(Data items)
** Begin **

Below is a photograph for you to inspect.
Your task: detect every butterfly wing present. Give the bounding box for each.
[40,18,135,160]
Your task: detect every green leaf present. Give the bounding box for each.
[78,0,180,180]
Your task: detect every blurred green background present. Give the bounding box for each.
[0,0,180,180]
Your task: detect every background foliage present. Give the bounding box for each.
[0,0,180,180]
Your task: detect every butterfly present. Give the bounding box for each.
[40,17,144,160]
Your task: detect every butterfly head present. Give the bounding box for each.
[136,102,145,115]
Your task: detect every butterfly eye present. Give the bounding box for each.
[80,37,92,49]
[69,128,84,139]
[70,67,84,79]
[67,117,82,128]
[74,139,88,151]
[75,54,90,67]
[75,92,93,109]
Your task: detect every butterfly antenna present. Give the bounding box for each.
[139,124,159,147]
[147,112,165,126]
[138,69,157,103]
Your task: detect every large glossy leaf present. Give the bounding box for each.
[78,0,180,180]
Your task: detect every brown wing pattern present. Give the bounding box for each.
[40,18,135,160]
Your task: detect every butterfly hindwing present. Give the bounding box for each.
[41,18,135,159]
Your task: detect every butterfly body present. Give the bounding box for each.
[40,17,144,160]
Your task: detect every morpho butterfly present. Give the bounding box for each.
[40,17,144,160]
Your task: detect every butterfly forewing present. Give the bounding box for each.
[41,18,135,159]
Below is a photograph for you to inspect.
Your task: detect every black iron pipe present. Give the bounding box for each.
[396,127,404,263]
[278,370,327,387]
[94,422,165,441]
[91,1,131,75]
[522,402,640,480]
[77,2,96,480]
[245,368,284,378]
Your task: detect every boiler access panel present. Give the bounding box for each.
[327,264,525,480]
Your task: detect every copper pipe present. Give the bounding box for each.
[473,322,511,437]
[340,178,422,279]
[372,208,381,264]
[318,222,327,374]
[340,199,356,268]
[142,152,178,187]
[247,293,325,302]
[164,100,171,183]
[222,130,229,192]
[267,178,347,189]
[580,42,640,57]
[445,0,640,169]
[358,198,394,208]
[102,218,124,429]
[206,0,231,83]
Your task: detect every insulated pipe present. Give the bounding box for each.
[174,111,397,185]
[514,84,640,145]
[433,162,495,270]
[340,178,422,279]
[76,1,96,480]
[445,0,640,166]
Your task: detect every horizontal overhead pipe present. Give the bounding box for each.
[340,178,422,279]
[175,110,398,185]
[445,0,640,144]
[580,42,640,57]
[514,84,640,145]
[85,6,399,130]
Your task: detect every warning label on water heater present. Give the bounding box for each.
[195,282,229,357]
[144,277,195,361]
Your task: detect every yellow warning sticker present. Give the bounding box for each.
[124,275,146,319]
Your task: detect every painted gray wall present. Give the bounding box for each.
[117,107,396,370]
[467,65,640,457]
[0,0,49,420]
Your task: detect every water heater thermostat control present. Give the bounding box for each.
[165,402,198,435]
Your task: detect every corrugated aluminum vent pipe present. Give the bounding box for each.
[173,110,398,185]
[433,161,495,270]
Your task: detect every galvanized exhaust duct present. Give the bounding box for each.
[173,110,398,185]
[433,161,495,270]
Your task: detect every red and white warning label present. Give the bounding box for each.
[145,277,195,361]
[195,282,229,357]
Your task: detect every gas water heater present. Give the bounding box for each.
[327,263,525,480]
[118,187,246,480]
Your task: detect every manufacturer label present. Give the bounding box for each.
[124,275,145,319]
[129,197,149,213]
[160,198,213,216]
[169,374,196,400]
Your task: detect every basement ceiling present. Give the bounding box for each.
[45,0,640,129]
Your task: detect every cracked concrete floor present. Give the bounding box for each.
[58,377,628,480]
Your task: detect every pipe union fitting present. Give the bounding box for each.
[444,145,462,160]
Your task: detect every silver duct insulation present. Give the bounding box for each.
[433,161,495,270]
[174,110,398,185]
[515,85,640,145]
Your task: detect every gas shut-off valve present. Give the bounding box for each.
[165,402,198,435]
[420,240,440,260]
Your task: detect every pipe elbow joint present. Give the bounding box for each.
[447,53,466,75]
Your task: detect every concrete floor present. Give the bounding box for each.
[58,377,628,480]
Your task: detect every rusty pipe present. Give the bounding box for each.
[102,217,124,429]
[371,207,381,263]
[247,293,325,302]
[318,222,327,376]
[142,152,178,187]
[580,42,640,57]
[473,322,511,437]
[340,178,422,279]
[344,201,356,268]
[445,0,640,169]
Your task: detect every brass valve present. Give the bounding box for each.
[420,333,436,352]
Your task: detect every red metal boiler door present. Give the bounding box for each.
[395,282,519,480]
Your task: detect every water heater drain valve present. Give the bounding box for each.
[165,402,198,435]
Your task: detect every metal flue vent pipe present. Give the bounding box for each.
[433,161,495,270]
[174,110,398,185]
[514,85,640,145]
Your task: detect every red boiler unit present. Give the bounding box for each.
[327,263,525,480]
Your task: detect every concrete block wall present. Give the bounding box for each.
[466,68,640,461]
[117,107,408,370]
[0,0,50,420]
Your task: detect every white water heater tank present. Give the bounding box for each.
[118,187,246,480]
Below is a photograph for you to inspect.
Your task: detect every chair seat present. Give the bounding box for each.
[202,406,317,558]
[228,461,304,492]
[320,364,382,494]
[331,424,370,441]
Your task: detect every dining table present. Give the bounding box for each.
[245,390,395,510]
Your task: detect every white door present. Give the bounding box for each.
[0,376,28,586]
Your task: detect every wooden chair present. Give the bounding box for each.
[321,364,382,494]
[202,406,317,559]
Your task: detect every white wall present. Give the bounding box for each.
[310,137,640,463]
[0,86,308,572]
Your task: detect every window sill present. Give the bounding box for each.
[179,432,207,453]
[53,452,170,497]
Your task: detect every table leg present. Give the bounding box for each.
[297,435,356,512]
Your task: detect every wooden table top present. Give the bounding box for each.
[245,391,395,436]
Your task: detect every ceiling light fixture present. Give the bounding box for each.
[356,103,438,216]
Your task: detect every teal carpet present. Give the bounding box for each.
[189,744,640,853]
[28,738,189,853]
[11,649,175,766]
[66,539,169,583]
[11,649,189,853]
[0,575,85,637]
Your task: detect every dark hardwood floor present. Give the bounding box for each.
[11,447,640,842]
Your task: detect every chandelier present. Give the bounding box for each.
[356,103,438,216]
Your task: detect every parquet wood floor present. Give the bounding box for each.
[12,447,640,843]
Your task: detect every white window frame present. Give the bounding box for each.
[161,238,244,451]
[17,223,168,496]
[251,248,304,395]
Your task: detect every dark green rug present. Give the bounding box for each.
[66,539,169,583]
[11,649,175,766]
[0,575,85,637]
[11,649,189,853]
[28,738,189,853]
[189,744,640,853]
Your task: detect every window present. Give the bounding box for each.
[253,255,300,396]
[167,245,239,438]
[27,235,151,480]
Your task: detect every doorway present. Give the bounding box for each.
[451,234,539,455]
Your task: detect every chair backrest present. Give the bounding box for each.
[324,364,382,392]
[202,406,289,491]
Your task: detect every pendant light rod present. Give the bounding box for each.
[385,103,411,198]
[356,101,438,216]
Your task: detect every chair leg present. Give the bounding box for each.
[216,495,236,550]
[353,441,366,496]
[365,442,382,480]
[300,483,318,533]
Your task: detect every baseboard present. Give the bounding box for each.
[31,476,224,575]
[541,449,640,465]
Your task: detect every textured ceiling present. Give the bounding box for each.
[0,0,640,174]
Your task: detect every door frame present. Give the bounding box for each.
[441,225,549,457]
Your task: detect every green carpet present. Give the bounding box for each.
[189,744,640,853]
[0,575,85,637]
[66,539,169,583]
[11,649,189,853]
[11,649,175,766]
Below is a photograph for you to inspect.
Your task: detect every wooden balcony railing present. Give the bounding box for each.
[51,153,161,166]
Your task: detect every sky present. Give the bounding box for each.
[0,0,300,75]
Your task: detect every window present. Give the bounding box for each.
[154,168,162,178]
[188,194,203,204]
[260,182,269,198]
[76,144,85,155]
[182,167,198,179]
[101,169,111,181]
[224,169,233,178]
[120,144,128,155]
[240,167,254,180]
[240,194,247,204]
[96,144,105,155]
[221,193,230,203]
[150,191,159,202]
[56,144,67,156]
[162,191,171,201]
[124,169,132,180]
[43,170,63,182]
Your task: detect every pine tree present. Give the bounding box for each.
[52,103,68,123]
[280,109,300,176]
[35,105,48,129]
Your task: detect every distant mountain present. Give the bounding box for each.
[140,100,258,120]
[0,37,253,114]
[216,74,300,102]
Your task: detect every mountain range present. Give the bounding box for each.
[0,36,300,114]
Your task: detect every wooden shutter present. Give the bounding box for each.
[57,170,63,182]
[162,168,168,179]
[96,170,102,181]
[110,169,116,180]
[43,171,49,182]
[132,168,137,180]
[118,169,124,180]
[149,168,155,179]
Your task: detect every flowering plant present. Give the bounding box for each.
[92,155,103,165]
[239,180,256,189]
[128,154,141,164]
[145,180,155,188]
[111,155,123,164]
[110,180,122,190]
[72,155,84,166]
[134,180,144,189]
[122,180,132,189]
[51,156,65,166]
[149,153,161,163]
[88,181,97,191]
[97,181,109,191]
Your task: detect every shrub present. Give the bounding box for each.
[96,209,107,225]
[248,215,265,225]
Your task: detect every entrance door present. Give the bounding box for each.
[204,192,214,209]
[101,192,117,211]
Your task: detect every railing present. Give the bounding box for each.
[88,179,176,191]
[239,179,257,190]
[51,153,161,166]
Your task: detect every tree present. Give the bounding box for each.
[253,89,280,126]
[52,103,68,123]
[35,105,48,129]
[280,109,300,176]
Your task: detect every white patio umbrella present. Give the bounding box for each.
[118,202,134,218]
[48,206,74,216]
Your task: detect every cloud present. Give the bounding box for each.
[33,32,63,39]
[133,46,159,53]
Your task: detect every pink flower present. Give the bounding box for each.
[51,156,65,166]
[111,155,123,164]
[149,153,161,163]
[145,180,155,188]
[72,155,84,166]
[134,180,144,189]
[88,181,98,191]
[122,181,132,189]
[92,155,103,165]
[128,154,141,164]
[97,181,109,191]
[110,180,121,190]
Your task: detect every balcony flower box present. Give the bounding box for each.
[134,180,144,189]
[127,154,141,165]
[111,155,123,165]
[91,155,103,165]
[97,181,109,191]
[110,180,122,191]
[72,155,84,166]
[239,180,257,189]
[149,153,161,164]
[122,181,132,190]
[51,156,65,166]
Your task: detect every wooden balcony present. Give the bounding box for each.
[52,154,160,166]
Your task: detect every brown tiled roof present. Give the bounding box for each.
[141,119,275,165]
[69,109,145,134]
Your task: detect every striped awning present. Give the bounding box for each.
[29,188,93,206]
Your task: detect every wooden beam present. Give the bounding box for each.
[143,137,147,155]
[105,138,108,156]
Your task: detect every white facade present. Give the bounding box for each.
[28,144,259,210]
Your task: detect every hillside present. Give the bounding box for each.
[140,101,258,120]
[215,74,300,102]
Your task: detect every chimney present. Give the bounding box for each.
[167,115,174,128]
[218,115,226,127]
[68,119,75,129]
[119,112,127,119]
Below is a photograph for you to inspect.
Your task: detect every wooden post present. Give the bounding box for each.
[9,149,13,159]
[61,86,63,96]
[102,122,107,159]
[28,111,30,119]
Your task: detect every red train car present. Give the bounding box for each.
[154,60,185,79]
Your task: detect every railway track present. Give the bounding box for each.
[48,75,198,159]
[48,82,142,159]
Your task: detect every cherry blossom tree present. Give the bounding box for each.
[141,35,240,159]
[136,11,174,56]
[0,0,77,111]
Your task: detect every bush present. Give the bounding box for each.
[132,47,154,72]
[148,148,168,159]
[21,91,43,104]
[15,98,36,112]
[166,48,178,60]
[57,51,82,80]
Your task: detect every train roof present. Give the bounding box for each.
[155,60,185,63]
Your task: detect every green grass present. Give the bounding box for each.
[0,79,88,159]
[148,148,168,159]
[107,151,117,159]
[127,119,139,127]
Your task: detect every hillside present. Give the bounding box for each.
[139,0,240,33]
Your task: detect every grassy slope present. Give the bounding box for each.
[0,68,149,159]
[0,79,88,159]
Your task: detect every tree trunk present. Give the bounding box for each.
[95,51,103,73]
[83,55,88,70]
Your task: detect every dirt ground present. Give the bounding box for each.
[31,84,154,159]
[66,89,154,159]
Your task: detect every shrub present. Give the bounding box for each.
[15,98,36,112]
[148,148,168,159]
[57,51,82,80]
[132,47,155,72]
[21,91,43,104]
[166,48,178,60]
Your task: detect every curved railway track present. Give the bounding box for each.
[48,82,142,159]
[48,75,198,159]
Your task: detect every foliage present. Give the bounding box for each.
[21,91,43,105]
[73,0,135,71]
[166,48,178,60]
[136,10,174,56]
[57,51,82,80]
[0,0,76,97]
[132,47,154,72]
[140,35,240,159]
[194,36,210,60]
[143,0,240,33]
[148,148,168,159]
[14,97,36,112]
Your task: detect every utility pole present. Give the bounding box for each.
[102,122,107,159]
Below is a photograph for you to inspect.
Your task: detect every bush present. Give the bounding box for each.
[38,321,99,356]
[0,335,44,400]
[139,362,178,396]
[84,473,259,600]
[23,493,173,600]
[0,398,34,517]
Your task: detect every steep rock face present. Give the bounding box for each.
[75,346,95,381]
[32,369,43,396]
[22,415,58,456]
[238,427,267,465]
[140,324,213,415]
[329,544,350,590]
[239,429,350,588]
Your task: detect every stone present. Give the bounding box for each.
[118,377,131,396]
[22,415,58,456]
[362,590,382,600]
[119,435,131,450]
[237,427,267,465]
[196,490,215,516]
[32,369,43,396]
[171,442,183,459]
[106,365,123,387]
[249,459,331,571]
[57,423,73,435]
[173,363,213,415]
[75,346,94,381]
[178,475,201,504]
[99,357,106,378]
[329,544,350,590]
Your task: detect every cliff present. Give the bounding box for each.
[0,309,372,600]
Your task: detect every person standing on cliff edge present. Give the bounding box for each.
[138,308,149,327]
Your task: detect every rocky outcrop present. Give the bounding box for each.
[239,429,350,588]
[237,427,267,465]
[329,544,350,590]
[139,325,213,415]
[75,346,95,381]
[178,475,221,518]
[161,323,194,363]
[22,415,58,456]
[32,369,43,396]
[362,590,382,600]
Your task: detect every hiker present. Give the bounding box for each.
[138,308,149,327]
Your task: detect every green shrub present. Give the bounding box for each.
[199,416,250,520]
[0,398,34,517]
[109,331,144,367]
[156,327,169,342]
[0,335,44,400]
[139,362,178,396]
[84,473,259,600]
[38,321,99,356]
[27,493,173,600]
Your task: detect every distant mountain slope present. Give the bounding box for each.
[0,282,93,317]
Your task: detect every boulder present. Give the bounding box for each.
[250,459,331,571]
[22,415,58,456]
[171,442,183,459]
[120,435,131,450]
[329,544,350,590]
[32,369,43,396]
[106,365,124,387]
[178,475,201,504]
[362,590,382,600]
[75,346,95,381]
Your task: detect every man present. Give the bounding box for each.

** End **

» **Objective**
Please revise the material from the line containing "Your task: detect every green shrub" through the end, replacing "boulder" with "rock" and leaving everything else unchanged. Return only those lines.

» **Answer to this task**
Your task: detect every green shrub present. Give the bounding box for each.
[199,416,250,520]
[0,398,34,517]
[109,331,144,367]
[156,327,169,342]
[0,335,44,400]
[139,362,178,396]
[84,473,259,600]
[38,321,99,356]
[27,493,173,600]
Your task: detect every distant mountain slope present. Give the bounding box for each.
[0,282,93,317]
Your task: detect every rock present. Give the bounding box for each.
[250,459,331,571]
[22,415,58,456]
[171,442,183,459]
[120,435,131,450]
[329,544,350,590]
[32,369,43,396]
[106,365,124,387]
[178,475,201,504]
[362,590,382,600]
[75,346,95,381]
Your task: detect every man present. Give the bounding box for each.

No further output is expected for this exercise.